— begin Given entries —

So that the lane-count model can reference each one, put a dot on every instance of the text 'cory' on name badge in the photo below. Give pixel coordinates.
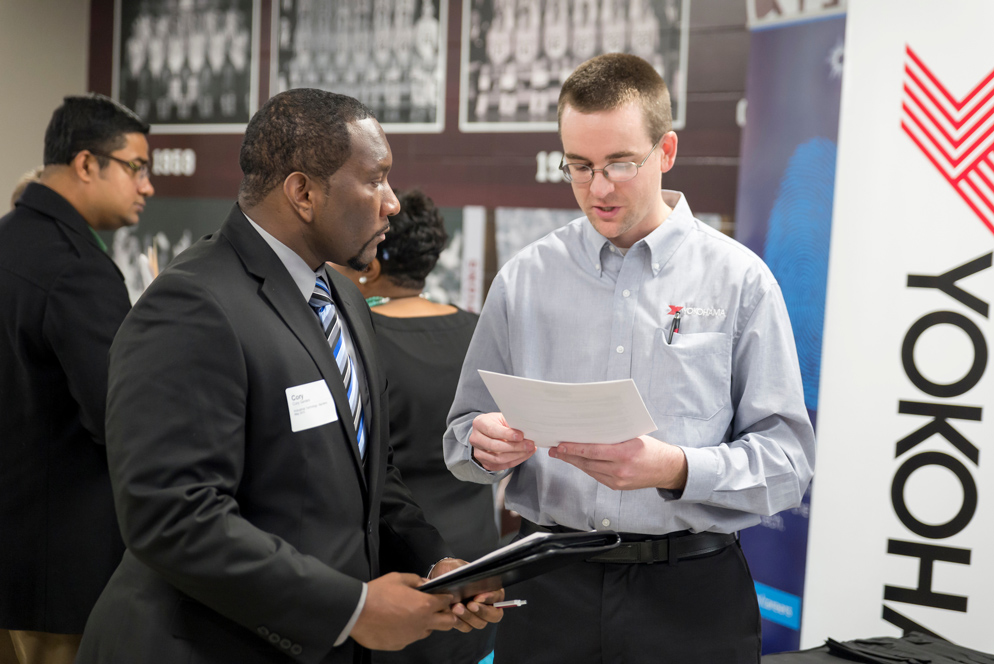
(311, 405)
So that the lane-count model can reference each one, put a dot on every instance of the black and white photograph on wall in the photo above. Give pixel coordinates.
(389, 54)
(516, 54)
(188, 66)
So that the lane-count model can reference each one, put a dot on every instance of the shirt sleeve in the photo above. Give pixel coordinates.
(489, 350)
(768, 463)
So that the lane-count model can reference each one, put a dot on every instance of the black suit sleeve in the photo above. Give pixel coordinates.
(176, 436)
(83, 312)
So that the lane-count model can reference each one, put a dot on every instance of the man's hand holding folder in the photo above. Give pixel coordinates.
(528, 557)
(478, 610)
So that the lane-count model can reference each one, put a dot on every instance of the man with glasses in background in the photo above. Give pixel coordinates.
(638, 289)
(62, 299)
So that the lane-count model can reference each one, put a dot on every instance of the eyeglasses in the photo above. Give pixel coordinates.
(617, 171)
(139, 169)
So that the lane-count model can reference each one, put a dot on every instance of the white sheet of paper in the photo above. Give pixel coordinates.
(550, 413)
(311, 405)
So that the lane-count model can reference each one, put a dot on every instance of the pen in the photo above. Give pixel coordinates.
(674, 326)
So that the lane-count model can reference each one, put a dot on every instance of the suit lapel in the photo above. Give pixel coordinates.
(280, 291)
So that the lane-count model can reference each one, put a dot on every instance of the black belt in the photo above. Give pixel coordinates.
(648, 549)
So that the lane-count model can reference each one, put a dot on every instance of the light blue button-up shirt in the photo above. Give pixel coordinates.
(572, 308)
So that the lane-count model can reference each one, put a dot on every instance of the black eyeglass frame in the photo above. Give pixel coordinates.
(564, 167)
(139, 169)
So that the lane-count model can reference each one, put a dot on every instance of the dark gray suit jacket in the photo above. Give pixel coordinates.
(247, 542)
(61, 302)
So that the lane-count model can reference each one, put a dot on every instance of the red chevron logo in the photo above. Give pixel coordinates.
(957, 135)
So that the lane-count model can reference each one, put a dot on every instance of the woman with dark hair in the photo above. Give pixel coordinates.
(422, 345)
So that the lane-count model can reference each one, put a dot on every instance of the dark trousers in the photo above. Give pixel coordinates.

— end Given entries —

Task requirements:
Rewrite the rows from the line containing "hair in the photo above. Give pixel coordinates." through the last row, with "put a dot on" replaced by "place a point on" and all else unchanged.

Result of the exercise:
So that the lane-count model can reference each one, place a point on every instance of the woman with dark hair in the photo above. Give pixel coordinates.
(422, 345)
So that the lane-count model can reference each one, place a point on every instance of the dark trousers in the photo above. Give pixel coordinates.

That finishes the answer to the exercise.